── Extracted material

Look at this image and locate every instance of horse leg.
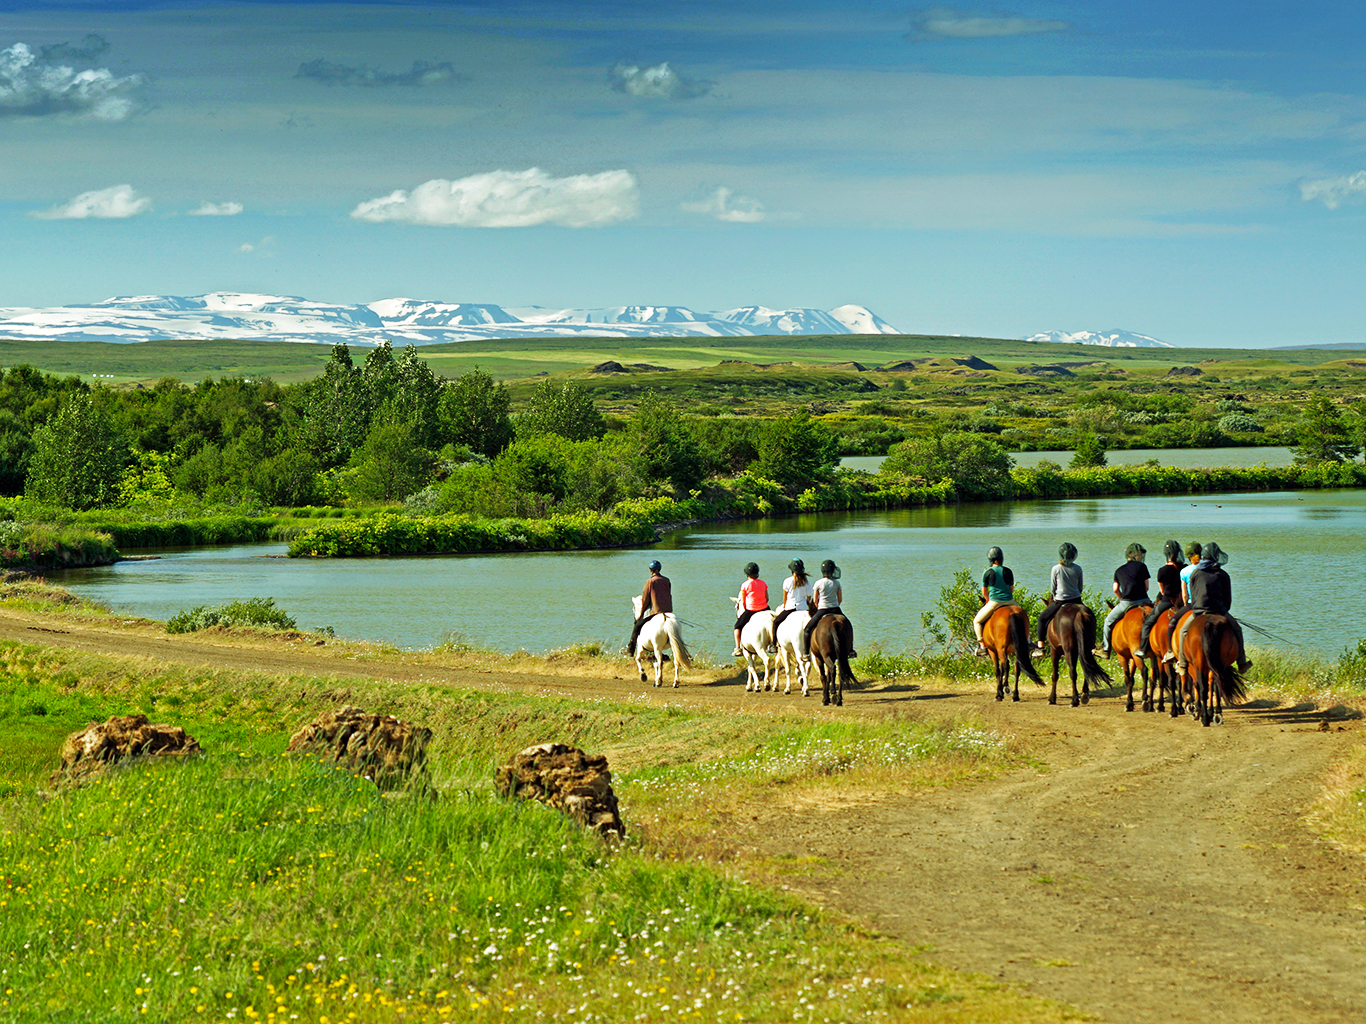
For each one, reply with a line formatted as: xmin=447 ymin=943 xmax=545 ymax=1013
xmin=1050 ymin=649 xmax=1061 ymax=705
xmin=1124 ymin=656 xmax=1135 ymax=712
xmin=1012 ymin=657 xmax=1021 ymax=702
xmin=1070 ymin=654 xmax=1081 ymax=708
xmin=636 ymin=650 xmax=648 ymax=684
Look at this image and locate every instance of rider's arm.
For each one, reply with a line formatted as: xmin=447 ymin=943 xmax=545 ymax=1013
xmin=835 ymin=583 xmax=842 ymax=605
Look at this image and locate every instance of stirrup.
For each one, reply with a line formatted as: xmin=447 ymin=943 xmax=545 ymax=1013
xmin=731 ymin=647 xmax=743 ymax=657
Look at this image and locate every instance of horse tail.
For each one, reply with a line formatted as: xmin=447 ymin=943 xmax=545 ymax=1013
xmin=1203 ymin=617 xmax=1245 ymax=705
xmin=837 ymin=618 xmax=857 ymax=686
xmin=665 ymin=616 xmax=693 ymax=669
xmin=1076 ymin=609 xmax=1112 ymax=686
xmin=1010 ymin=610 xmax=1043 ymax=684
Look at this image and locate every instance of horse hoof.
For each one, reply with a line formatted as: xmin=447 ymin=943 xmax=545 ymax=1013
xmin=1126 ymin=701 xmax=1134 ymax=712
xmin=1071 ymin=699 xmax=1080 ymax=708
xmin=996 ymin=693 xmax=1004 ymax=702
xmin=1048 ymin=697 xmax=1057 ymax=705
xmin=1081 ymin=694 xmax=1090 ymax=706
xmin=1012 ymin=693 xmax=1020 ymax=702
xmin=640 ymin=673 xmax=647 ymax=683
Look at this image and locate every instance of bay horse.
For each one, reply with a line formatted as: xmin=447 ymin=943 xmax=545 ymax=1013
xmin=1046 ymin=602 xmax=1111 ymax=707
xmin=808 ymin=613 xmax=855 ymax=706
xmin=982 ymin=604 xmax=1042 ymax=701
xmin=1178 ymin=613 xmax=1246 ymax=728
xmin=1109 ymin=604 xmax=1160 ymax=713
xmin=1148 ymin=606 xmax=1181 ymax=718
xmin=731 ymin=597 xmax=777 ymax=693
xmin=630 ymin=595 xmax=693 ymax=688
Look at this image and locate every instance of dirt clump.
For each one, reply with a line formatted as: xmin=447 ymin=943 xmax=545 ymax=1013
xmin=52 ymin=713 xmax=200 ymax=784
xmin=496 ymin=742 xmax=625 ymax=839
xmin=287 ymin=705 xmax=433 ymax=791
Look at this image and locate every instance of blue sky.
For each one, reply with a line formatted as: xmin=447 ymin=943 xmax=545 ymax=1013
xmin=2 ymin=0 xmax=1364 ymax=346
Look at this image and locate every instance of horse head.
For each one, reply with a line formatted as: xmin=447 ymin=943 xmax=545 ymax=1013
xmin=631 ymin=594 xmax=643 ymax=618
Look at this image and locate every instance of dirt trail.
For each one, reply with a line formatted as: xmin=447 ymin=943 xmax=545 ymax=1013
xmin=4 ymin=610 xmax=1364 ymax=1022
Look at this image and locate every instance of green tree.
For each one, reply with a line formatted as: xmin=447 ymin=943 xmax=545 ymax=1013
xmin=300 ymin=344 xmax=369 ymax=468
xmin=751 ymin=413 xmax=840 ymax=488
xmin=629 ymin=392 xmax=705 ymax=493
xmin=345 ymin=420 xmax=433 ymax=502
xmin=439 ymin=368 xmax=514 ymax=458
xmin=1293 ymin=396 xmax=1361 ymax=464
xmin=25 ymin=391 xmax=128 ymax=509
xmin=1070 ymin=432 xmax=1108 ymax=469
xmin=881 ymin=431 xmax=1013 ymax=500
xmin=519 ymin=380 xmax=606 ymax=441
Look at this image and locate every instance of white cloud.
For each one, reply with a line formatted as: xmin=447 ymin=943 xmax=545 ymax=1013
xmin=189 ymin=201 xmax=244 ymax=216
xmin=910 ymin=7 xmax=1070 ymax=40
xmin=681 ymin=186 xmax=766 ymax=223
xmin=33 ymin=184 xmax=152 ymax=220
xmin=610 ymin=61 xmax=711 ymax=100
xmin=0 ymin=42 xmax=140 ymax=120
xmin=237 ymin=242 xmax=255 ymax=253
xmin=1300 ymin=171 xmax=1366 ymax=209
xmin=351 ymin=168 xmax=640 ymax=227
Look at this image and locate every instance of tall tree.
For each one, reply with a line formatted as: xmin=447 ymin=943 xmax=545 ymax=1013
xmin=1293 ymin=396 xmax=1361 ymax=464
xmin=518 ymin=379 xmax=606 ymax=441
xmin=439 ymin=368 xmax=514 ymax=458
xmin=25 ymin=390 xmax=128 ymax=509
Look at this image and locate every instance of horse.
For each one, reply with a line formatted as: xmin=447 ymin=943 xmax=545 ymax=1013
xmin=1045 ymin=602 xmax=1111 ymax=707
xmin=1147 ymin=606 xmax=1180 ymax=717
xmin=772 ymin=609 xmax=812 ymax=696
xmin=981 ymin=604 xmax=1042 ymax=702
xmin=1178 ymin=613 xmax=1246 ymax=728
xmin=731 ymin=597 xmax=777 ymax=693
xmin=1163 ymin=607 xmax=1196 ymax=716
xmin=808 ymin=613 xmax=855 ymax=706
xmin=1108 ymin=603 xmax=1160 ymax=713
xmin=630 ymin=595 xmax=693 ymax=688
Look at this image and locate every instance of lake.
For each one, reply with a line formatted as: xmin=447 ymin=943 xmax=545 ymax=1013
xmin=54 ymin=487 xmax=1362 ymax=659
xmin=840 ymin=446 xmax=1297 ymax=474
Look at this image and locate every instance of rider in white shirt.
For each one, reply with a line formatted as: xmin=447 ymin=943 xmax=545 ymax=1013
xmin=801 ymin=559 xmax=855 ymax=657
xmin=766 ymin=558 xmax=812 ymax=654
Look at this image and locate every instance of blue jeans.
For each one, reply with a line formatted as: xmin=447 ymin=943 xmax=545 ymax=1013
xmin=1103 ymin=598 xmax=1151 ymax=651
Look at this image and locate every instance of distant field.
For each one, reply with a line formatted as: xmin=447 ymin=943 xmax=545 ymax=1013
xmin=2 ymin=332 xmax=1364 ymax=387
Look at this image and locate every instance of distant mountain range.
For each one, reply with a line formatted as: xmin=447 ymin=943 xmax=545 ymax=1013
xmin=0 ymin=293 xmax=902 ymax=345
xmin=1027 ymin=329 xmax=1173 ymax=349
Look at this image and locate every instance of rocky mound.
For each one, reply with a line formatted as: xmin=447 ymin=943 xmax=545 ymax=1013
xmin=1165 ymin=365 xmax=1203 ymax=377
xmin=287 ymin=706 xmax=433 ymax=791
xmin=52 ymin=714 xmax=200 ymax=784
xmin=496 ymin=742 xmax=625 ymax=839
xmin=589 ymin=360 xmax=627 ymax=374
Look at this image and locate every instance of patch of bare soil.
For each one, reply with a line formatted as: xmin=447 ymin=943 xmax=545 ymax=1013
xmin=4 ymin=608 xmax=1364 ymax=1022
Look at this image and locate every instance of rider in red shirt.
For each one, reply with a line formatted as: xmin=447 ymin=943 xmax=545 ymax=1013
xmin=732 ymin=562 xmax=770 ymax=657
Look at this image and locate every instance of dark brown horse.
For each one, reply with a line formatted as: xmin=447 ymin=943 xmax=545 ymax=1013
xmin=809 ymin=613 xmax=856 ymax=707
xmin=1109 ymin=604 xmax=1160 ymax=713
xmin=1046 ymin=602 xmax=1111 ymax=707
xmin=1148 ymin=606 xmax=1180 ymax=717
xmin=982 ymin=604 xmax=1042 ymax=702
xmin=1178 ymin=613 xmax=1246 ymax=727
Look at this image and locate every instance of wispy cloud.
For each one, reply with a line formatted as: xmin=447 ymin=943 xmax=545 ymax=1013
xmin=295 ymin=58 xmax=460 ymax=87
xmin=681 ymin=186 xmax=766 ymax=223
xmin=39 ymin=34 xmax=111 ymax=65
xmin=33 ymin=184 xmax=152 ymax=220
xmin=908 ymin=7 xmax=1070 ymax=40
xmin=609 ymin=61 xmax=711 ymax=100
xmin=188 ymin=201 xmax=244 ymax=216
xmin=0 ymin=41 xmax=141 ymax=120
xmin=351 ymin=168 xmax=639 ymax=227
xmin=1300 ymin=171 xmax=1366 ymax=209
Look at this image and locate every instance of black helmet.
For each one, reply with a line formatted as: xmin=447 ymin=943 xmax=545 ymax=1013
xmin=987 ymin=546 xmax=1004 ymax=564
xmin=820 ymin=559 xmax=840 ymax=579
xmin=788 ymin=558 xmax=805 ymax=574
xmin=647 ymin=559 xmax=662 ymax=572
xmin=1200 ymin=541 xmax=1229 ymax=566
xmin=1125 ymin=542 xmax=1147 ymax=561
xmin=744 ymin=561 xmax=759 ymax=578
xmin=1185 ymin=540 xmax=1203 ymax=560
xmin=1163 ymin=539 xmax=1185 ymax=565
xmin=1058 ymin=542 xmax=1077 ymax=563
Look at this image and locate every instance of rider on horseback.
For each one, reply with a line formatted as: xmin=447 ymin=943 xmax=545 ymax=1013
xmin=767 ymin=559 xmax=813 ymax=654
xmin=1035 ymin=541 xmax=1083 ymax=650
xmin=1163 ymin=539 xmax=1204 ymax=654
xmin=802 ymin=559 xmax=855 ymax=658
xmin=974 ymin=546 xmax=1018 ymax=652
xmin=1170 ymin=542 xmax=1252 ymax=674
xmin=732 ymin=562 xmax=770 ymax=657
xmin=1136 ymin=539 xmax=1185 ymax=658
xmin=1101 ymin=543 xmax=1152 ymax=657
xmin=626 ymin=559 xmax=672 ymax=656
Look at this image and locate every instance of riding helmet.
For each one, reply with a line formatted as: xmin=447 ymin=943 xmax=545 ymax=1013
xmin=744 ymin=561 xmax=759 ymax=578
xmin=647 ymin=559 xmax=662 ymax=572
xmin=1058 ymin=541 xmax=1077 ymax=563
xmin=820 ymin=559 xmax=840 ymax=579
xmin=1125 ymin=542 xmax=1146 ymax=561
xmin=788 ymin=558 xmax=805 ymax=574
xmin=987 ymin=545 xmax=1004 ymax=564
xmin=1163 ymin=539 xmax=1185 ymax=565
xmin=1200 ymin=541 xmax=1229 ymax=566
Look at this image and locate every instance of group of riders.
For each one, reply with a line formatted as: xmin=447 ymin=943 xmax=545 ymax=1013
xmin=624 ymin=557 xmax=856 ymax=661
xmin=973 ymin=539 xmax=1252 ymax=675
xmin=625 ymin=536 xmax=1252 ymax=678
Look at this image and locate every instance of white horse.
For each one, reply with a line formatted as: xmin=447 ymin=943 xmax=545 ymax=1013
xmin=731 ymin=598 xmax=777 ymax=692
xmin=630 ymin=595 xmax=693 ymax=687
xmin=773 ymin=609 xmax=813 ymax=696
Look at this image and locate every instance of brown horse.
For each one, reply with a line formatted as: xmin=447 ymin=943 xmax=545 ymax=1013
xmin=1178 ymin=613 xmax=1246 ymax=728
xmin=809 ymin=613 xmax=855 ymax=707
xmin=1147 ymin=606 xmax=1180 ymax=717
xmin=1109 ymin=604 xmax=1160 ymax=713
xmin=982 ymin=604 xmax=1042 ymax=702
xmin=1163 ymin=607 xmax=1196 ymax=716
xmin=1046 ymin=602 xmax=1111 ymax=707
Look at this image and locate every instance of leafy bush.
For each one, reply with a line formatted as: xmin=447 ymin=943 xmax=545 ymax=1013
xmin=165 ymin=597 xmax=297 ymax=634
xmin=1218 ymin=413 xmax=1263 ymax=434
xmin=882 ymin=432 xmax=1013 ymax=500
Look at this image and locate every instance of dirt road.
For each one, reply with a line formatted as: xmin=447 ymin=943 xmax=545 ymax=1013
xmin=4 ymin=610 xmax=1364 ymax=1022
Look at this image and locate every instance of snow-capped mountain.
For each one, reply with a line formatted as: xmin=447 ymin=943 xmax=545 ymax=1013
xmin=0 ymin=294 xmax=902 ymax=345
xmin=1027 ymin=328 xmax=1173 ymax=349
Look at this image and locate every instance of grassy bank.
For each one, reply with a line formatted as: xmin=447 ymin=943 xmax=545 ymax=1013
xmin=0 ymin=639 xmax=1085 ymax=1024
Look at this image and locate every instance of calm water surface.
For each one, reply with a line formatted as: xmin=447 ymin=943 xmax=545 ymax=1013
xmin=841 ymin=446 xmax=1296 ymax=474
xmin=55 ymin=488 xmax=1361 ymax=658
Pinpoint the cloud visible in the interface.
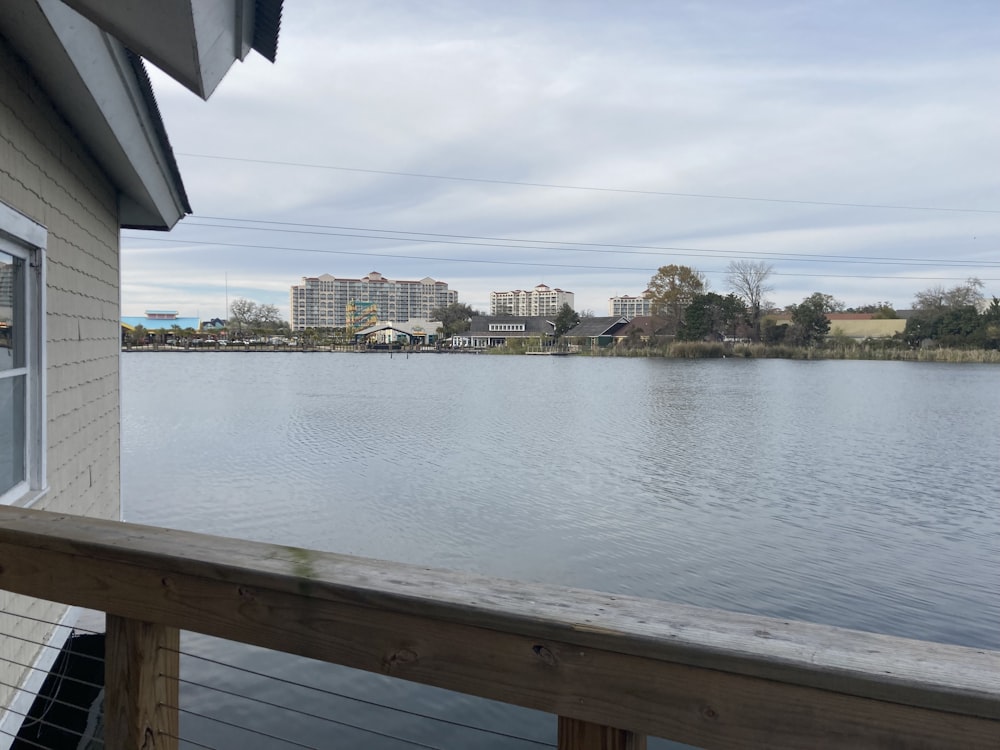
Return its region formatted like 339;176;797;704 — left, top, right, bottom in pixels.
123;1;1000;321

────

All lines above containing the string "blue" are to be collected.

Look at this image and locate every instance of blue sky.
Look at this image and locate every instance of blue jeans.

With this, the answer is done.